Exercices à compléter
1/ Dans l'extrait sur l'alimentation des enfants, réécrivez le passage situé entre « A. F. : Il faut » et « médecin régulièrement, etc.]. », bornes comprises, en remplaçant « enfants » par « adolescents ».
2/ Résumez l'extrait sur l'alimentation des enfants en deux phrases.

Texte à examiner
A. F. : Il faut rappeler aux plus jeunes que les aliments ultra-transformés sont le véritable problème, et non le sucre, le gras ou le sel en tant que tels. Mais les effets d’une mauvaise alimentation sur la santé, comme le diabète, soit ne se voient pas, soit ne se dévoilent qu’à long terme. C’est là que réside la principale difficulté de compréhension pour les enfants. Il faut alors essayer de leur expliquer avec du vocabulaire et des exemples à leur portée [mauvais fonctionnement de certains organes, nécessité de prendre des médicaments au quotidien ou d’aller chez le médecin régulièrement, etc.].

 

En Europe, l’apport en sucres libres (sucres ajoutés + sucres des jus de fruit et du miel) dans l’alimentation des enfants est compris entre 12 et 25 % de la ration énergétique totale nécessaire 2. Un taux trop élevé puisque la recommandation de l’OMS est de moins de 10 %. De leur côté, les adultes européens dépassent eux aussi souvent ce seuil (entre 7 et 17 % de la ration énergétique quotidienne).

Les parents peuvent-ils apprendre les bonnes habitudes alimentaires à leurs enfants ?

Éléments enregistrés
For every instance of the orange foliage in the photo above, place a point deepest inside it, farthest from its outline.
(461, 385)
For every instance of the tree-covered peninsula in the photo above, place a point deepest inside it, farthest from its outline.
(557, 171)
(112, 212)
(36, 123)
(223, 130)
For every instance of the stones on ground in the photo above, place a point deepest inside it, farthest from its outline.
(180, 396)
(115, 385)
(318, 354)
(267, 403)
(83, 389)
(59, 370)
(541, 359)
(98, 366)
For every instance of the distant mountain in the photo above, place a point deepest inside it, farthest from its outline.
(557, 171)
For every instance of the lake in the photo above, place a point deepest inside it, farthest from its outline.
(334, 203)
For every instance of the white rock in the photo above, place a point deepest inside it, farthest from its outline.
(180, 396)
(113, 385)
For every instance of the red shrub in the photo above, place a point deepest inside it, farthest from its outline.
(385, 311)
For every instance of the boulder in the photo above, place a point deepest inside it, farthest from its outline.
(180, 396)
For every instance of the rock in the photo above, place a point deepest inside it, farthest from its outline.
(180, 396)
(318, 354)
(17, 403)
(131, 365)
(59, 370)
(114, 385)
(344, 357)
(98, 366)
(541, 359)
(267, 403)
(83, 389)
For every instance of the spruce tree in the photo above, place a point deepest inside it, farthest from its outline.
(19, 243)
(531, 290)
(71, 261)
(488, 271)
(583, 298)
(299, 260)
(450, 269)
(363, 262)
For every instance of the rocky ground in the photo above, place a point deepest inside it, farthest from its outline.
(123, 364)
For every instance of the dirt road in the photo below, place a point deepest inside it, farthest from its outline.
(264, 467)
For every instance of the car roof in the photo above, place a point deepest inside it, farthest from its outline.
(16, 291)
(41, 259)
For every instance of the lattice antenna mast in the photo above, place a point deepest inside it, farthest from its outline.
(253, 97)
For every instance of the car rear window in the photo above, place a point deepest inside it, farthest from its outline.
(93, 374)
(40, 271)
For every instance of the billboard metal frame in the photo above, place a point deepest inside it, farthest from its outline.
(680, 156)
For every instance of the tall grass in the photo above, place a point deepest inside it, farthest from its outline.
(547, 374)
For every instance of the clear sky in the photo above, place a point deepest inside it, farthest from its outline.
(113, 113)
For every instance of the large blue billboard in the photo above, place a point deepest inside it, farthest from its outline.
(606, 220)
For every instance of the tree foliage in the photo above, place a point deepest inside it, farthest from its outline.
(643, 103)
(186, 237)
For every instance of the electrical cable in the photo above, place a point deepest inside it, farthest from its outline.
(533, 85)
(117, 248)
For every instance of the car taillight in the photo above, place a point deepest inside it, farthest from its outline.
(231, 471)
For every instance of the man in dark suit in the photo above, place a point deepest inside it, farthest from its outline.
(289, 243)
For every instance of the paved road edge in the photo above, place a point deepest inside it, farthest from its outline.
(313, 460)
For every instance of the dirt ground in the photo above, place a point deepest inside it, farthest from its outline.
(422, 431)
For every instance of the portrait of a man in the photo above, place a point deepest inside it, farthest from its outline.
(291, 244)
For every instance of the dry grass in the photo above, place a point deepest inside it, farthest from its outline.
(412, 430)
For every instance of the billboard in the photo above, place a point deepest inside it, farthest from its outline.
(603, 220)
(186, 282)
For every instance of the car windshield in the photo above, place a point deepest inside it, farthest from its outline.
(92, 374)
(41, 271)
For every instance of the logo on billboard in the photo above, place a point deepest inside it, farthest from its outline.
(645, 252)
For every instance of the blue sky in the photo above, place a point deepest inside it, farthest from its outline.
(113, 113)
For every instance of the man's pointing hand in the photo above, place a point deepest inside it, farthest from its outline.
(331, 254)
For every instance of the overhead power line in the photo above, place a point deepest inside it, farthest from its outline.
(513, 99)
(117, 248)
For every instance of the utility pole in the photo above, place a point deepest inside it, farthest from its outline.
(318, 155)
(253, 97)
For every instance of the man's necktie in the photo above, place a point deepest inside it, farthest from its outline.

Réponses aux exercices
1/
A. F. : Il faut rappeler aux plus jeunes que les aliments ultra-transformés sont le véritable problème, et non le sucre, le gras ou le sel en tant que tels. Mais les effets d’une mauvaise alimentation sur la santé, comme le diabète, soit ne se voient pas, soit ne se dévoilent qu’à long terme. C’est là que réside la principale difficulté de compréhension pour les adolescents. Il faut alors essayer de leur expliquer avec du vocabulaire et des exemples à leur portée [mauvais fonctionnement de certains organes, nécessité de prendre des médicaments au quotidien ou d’aller chez le médecin régulièrement, etc.].

2/ Selon A. F., le véritable problème vient des aliments ultra-transformés, et les effets d'une mauvaise alimentation sur la santé, invisibles ou seulement tardifs, doivent être expliqués aux enfants avec un vocabulaire et des exemples à leur portée. En Europe, les sucres libres représentent entre 12 et 25 % de la ration énergétique totale des enfants, bien au-delà du seuil de 10 % recommandé par l'OMS, que les adultes européens dépassent souvent eux aussi.